抜粋本文>

【スリランカ】 ポソン・ポヤデー 〜月と共に生きる人々〜
2024年6月20日。
この日の街はいつもとは少し違う雰囲気に包まれていた。街中にはランタンが準備され、仏旗が風にはためいている。人々の足取りもどこか浮き立って見える。
観光ガイドやタクシー運転手など、観光業に携わる人々もまたその空気をまとっていた。「明日は飲食店はどこも開いてないから、ホテルで過ごすことになるよ。」と、観光には不向きな日であることをあれこれ理由を挙げて話している。
そんな中、私たちはポソン・ポヤデーの聖地アヌラーダプラへ行く予定があることを告げると、皆が驚いた顔をして「いつもならシギリヤから1時間だけど、明日は4、5時間はかかるだろうね。向こうに着いたとしても、とんでもない人混みだよ。」と話す。
どうやら、彼らは私たちを止めたいようだ。覚悟はしていたものの、少し不安がよぎる。しかし、すでにアヌラーダプラの宿は予約してしまっているのだ。旅人の冒険心が疼く。
私は早朝に出発することを決意し、心を落ち着けるために早めに床に就いた。
ポソン・ポヤデーの前日、その聖地に入る緊張感がありました。少しその緊張感、味わって頂けましたか?👀
街も人も明らかにその日に向けて変わってゆくのです。仏教、そして月と共に生きる人々の暮らしを感じられる日です🌕
ポヤデー:満月の日
2024年6月21日。

[バウンディングボックスの記録]
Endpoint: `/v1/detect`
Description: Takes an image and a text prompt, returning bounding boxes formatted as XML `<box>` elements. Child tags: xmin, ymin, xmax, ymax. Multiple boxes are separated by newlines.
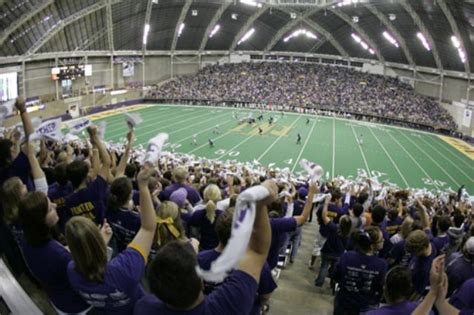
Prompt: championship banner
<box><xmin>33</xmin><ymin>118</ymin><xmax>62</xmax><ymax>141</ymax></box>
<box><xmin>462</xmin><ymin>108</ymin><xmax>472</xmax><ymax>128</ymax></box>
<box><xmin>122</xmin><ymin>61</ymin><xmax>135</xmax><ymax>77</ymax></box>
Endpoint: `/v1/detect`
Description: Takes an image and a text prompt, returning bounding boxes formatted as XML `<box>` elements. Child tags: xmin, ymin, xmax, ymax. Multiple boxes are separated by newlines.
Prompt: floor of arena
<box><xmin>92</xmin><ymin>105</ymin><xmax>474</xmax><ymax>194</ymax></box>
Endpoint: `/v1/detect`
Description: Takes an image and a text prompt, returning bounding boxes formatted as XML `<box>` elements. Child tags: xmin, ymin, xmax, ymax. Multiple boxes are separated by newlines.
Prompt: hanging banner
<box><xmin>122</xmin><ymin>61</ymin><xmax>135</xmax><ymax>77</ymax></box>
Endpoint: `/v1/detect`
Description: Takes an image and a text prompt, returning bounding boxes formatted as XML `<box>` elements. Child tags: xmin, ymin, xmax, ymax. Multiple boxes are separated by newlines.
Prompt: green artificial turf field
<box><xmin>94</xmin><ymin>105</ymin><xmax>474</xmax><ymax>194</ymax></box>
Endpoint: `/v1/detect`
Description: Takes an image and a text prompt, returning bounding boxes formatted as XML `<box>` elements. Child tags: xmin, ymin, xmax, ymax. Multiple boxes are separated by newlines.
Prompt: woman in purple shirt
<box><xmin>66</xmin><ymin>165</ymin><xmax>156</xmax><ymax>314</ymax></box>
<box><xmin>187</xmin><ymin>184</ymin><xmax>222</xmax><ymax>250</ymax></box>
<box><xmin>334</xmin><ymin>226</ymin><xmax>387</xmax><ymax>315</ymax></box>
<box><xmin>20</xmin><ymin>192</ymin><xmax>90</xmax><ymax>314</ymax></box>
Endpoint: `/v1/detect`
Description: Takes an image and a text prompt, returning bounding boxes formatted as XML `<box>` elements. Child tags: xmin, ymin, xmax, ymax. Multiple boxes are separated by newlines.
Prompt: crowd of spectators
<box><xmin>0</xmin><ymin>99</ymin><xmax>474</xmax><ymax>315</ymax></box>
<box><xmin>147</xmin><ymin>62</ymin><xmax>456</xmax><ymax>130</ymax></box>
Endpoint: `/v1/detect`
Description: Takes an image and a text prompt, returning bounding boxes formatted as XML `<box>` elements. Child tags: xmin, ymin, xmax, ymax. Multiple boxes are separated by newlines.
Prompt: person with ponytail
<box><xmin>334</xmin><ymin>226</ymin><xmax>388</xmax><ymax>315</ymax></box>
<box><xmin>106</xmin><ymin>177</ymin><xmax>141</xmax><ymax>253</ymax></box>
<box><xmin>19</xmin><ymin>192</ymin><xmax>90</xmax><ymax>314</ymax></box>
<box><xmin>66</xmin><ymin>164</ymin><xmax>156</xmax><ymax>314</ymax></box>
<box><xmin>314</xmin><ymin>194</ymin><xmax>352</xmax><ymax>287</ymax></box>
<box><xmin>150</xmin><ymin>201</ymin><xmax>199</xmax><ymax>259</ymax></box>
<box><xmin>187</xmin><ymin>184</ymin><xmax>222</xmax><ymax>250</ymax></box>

* * *

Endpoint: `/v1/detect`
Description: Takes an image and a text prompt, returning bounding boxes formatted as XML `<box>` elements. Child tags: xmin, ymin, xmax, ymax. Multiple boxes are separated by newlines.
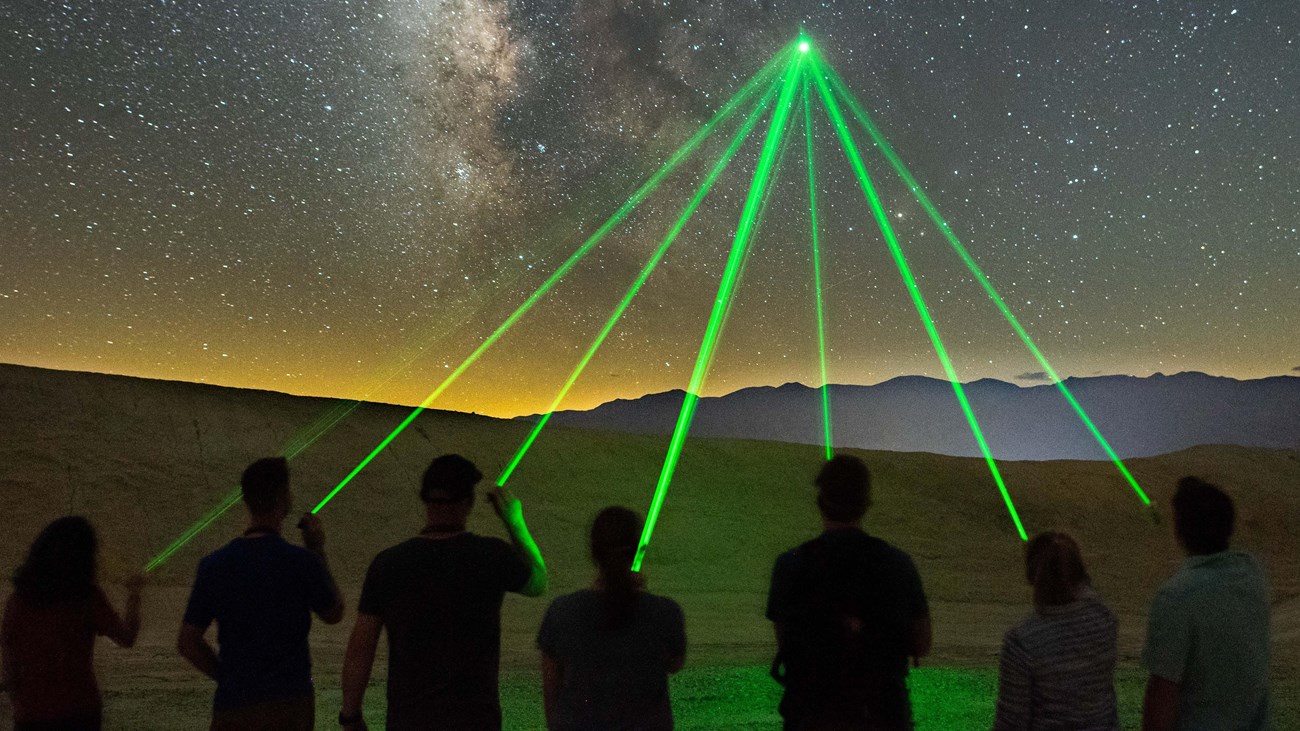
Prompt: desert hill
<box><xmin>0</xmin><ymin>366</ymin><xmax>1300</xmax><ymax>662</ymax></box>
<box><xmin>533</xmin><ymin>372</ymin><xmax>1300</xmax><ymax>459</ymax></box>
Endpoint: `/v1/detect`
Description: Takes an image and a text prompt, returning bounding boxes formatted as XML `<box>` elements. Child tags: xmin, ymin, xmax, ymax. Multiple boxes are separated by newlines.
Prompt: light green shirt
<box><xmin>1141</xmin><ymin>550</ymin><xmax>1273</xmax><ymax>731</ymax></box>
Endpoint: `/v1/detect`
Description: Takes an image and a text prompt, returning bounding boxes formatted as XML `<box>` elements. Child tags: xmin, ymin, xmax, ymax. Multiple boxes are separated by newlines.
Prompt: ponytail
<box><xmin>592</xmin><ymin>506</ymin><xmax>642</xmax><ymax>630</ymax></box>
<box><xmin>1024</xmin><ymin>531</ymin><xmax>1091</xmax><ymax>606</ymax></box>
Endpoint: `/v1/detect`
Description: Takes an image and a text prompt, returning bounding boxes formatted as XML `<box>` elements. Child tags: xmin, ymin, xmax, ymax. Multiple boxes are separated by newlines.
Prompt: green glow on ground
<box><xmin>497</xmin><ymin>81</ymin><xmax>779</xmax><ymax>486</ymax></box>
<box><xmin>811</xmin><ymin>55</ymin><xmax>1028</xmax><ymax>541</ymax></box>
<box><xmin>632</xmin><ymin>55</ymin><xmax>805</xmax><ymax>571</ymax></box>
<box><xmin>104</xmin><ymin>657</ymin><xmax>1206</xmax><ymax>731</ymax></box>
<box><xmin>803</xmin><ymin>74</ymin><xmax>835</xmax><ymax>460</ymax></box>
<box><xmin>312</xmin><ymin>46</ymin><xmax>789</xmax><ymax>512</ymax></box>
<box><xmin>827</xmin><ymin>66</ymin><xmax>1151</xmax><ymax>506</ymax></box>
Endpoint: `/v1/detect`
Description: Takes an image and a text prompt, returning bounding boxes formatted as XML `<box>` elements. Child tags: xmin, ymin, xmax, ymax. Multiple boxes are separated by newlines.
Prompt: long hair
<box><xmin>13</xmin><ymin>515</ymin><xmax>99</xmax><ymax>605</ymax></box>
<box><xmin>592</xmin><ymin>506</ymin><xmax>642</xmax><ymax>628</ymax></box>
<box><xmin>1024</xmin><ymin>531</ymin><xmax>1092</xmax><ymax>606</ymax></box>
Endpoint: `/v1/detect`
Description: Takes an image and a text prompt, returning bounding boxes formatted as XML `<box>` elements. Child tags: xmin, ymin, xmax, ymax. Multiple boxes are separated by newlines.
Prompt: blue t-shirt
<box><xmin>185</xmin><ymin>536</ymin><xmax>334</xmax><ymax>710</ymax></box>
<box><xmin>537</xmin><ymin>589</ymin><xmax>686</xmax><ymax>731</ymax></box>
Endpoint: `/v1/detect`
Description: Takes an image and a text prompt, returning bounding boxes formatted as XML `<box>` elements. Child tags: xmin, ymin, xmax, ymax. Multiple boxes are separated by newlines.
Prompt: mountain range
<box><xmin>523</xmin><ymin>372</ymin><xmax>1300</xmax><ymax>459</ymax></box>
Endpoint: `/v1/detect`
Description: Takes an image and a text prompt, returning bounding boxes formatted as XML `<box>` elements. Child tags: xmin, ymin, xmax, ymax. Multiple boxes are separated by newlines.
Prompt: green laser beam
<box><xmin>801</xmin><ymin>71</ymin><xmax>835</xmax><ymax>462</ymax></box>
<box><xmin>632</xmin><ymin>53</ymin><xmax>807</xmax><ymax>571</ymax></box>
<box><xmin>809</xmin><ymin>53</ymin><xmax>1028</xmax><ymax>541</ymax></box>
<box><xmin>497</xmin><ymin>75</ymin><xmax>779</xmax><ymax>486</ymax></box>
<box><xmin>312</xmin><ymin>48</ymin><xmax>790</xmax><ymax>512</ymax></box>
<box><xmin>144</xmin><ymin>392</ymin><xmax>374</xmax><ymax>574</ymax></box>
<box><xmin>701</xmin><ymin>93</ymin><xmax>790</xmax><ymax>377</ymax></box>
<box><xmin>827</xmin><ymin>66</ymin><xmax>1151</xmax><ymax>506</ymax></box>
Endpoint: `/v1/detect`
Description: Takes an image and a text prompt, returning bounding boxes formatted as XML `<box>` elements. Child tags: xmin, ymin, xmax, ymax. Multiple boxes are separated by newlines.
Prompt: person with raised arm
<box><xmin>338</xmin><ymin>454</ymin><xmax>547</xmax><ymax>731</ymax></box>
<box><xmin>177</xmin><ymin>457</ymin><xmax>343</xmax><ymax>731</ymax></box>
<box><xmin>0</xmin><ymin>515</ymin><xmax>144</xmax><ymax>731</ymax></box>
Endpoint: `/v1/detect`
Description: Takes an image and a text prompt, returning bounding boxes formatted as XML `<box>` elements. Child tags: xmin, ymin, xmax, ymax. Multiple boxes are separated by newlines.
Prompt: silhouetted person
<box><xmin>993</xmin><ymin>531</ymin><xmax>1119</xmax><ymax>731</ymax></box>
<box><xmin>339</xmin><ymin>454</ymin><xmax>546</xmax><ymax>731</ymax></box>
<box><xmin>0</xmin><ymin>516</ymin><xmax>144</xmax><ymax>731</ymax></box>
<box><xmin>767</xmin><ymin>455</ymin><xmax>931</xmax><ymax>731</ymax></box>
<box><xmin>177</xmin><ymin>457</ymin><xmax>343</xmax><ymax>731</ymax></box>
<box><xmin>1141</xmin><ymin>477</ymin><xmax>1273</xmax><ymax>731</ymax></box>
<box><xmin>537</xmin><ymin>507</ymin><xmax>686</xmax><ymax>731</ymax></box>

課題の内容> ポソン・ポヤデーの文章から、「そんな中、私たちはポソン・ポ」を含む箇所から始めて「2024年6月21日。」の後で終わる部分を、一字一句違えずに書き写してください。

この課題の結果>
そんな中、私たちはポソン・ポヤデーの聖地アヌラーダプラへ行く予定があることを告げると、皆が驚いた顔をして「いつもならシギリヤから1時間だけど、明日は4、5時間はかかるだろうね。向こうに着いたとしても、とんでもない人混みだよ。」と話す。
どうやら、彼らは私たちを止めたいようだ。覚悟はしていたものの、少し不安がよぎる。しかし、すでにアヌラーダプラの宿は予約してしまっているのだ。旅人の冒険心が疼く。
私は早朝に出発することを決意し、心を落ち着けるために早めに床に就いた。
ポソン・ポヤデーの前日、その聖地に入る緊張感がありました。少しその緊張感、味わって頂けましたか?👀
街も人も明らかにその日に向けて変わってゆくのです。仏教、そして月と共に生きる人々の暮らしを感じられる日です🌕
ポヤデー:満月の日
2024年6月21日。